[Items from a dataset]

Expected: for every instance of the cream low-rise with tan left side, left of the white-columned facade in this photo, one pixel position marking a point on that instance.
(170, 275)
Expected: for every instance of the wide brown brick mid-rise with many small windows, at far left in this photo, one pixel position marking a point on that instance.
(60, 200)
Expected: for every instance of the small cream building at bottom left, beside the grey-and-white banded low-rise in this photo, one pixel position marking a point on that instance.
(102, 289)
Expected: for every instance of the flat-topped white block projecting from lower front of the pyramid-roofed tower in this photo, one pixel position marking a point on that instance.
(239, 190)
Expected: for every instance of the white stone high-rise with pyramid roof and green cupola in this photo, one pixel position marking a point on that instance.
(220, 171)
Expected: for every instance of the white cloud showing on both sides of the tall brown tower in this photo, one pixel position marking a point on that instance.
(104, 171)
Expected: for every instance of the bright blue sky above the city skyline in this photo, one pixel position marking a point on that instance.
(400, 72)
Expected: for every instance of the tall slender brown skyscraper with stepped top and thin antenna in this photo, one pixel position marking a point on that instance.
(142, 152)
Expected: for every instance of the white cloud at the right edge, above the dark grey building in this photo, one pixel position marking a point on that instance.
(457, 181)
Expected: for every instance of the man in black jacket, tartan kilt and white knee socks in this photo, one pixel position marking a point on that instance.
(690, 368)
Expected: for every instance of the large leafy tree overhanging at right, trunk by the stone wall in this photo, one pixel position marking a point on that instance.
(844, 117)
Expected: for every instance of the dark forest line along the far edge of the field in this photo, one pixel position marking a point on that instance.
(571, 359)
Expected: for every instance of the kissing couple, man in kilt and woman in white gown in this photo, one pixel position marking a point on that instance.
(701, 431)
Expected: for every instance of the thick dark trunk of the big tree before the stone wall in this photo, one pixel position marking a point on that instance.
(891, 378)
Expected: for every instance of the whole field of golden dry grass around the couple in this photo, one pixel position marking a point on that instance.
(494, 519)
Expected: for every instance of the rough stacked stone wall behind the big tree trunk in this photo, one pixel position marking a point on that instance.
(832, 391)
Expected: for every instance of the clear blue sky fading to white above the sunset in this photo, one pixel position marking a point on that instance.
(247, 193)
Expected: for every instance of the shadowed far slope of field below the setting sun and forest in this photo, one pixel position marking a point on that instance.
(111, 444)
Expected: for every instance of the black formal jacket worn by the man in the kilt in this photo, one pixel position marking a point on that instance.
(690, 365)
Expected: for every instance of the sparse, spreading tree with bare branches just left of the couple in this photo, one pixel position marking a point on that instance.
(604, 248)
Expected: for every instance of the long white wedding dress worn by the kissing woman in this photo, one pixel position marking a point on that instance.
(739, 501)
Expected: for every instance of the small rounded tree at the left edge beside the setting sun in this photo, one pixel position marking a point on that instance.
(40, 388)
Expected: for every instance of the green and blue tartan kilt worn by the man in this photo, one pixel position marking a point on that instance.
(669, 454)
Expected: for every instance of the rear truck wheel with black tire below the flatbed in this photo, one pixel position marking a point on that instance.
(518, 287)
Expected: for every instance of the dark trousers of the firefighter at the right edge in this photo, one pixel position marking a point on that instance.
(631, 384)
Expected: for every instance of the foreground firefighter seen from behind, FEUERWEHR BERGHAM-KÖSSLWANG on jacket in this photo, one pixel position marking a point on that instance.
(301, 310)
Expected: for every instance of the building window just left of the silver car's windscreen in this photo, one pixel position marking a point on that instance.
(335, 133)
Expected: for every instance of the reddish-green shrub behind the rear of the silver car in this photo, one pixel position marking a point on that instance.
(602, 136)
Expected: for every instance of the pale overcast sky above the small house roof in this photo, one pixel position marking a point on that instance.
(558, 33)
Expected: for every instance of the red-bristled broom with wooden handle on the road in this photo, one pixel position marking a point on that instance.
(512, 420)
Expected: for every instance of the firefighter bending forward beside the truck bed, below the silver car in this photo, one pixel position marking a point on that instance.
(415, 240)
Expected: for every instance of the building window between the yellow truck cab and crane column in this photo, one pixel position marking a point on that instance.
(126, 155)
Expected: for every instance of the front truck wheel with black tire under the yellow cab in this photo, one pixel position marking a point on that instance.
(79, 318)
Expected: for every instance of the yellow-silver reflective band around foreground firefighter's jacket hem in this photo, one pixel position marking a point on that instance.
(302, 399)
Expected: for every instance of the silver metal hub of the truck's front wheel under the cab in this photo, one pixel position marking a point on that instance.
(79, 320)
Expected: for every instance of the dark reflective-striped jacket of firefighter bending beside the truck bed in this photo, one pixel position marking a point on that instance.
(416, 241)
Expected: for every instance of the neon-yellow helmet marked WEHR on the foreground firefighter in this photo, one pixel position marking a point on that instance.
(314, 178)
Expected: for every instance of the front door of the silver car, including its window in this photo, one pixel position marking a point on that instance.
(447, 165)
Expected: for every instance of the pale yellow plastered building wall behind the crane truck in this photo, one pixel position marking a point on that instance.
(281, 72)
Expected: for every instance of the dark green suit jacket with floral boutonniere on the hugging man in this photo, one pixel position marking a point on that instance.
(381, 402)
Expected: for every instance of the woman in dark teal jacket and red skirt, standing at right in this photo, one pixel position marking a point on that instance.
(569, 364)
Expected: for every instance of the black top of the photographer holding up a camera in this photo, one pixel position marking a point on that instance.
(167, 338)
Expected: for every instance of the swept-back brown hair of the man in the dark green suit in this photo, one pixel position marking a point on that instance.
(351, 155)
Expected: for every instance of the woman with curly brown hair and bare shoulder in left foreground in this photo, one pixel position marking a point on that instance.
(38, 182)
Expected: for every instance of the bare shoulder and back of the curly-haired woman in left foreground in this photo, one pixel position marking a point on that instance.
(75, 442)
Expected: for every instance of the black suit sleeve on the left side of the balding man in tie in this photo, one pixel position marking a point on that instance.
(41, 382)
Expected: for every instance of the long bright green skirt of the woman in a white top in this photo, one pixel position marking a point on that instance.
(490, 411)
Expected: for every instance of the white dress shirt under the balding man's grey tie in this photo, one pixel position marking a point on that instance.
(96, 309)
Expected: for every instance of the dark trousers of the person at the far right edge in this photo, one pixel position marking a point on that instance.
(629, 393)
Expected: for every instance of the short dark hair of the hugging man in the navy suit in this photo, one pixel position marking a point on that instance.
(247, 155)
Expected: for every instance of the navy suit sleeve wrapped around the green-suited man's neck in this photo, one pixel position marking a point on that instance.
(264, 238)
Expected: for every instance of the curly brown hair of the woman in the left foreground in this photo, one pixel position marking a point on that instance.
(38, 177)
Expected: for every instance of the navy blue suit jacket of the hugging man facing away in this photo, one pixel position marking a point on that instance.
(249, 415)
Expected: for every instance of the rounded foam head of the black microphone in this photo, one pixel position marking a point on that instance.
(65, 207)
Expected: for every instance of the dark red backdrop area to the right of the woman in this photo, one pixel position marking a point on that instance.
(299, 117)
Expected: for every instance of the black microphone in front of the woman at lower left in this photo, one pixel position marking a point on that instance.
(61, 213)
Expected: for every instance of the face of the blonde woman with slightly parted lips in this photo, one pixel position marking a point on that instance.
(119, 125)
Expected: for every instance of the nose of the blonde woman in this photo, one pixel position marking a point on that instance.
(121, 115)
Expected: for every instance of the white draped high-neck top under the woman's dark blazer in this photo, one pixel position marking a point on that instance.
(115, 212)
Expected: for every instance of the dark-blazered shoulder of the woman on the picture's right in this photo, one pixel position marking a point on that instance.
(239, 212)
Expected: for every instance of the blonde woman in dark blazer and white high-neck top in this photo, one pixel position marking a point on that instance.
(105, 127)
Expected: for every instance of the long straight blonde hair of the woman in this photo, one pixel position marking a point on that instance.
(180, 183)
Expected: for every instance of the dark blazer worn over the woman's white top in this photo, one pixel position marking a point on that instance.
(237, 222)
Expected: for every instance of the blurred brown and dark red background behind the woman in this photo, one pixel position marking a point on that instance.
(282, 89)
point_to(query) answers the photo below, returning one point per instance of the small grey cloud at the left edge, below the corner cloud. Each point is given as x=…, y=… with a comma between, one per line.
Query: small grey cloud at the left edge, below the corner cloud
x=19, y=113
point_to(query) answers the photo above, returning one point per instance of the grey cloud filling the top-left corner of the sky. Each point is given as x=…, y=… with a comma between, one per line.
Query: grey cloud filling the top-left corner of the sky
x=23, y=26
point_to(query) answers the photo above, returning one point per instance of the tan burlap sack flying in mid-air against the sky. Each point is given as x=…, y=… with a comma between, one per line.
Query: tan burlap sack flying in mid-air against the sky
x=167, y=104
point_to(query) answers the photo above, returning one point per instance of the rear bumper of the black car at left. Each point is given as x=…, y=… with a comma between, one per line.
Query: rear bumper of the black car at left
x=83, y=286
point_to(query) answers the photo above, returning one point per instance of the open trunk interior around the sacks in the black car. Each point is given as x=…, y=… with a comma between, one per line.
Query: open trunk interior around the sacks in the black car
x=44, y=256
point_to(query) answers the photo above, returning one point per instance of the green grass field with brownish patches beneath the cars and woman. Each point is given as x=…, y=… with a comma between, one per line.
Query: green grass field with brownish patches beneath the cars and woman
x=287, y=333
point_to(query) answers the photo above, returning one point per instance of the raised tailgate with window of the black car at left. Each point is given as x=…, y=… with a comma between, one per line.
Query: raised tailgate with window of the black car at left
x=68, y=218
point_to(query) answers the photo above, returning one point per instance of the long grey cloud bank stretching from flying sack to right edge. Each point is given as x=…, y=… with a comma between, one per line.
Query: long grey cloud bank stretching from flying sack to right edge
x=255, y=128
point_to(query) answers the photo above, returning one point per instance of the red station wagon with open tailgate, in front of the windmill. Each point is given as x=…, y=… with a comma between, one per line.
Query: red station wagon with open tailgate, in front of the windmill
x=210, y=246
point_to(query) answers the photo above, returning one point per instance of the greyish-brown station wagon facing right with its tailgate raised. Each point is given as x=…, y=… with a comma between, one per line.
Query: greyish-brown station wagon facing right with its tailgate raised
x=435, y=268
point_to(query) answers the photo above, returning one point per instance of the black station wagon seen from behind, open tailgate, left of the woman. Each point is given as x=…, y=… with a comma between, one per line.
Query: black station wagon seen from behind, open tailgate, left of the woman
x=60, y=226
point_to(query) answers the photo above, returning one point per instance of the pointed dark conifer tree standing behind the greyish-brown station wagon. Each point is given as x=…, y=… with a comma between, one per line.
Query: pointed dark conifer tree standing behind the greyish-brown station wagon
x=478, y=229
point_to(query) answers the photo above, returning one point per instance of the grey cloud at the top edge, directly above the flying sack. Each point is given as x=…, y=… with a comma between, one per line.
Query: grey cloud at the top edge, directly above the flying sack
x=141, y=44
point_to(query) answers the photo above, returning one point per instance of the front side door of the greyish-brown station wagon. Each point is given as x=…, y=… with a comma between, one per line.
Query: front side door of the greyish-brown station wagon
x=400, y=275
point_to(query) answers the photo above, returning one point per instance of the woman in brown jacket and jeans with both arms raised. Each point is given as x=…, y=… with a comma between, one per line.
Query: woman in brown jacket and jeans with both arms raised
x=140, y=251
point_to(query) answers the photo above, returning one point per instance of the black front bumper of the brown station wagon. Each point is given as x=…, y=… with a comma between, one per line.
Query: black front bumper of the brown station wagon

• What the exercise asks
Your answer should be the exact lines above from the one with "Query: black station" through the one with "the black front", both included, and nothing besides.

• Written solution
Query: black station wagon seen from behind, open tailgate, left of the woman
x=60, y=226
point_to(query) answers the photo above, returning one point per instance of the pointed dark conifer tree standing behind the greyish-brown station wagon. Each point is given as x=…, y=… with a comma between, one per line.
Query: pointed dark conifer tree standing behind the greyish-brown station wagon
x=478, y=229
point_to(query) answers the photo above, returning one point per instance of the grey cloud at the top edge, directly above the flying sack. Each point is given as x=…, y=… with a comma between, one per line.
Query: grey cloud at the top edge, directly above the flying sack
x=141, y=44
point_to(query) answers the photo above, returning one point per instance of the front side door of the greyish-brown station wagon. Each point is given as x=…, y=… with a comma between, one per line.
Query: front side door of the greyish-brown station wagon
x=400, y=275
point_to(query) answers the photo above, returning one point per instance of the woman in brown jacket and jeans with both arms raised. Each point is given as x=…, y=… with a comma between, one per line.
Query: woman in brown jacket and jeans with both arms raised
x=140, y=251
point_to(query) answers the photo above, returning one point per instance of the black front bumper of the brown station wagon. Each point is given as x=…, y=… with a comma between, one per line.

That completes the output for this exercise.